TEXTE FOURNI:
....................
Monsieur le Curé,
Le Sauveur Jésus m'a
dit un jour :
« On craint que ce ne
soit pas ma parole que vous entendez. Afin de détromper ou de
rassurer ceux qui vous dirigent, je veux vous indiquer la différence
qui existe entre une personne trompée par le démon ou égarée par son
imagination et celles qui sont conduites par l’Esprit de Dieu.
Faites connaître mon enseignement à ce sujet, et qu'on vous juge
après sans crainte de se tromper.
Ma fille, à quels
signes reconnaît-on le principe des choses extraordinaires qui se
passent dans une âme vertueuse? Je vais vous l’indiquer. Si le démon
ou l’imagination sont le principe de ces merveilles en cette
personne, elle demeurera encore vertueuse, au moins extérieurement.
Mais examinez sa conduite et sa manière d’agir; vous y découvrirez
promptement un orgueil secret, une certaine fierté, un attachement à
tout ce qu'elle éprouve et très peu de docilité. Elle sera sans
douceur, mansuétude, humilité et simplicité. Si elle obéit, elle
obéira par orgueil. Si l’orgueil ne trouve pas de soutien dans son
obéissance, elle n’obéira pas. Elle parlera beaucoup à tout le monde
et avec plaisir de ce qu'elle éprouve; ou bien elle le cachera et
n’en dira rien, pas même à son directeur; elle usera de détours et
de ruses, elle manquera de droiture, de simplicité. Ces signes sont
infaillibles; une personne orgueilleuse, insubordonnée, hypocrite et
fausse n'est point une personne conduite par l’Esprit de Dieu, mais
par les penchants de sa nature corrompue.
....................
DONNÉES ENREGISTRÉES:
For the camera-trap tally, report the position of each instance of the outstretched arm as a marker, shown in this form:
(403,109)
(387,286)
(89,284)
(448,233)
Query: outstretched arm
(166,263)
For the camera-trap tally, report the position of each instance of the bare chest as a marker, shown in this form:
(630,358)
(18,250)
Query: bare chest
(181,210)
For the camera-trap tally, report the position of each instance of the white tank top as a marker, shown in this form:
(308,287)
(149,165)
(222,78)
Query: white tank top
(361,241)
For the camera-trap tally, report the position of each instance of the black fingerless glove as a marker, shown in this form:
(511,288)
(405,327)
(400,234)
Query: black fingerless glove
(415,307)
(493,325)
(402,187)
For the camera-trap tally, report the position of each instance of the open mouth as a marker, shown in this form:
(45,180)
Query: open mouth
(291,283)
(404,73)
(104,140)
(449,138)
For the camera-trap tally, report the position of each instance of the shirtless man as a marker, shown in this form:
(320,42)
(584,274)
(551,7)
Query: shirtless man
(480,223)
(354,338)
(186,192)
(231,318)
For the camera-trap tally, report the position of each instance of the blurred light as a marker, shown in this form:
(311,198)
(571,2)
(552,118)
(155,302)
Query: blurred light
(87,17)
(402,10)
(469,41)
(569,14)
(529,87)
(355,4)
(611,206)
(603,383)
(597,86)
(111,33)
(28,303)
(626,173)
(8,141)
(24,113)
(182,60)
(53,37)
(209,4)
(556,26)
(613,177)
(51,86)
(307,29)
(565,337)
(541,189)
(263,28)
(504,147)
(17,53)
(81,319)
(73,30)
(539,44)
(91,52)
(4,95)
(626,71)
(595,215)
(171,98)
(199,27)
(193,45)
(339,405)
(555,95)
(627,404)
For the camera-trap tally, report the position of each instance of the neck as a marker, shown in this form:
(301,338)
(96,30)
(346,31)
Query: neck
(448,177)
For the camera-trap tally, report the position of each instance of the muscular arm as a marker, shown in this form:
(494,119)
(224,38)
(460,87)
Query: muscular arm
....................
ÉNONCÉ: Recopiez à l'identique le passage de la lettre au curé allant de « Faites connaître mon » jusqu'à « au moins extérieurement. » inclus. Les entrées n'ont aucun rapport avec la lettre au curé.

CORRIGÉ:
Faites connaître mon enseignement à ce sujet, et qu'on vous juge
après sans crainte de se tromper.
Ma fille, à quels
signes reconnaît-on le principe des choses extraordinaires qui se
passent dans une âme vertueuse? Je vais vous l’indiquer. Si le démon
ou l’imagination sont le principe de ces merveilles en cette
personne, elle demeurera encore vertueuse, au moins extérieurement.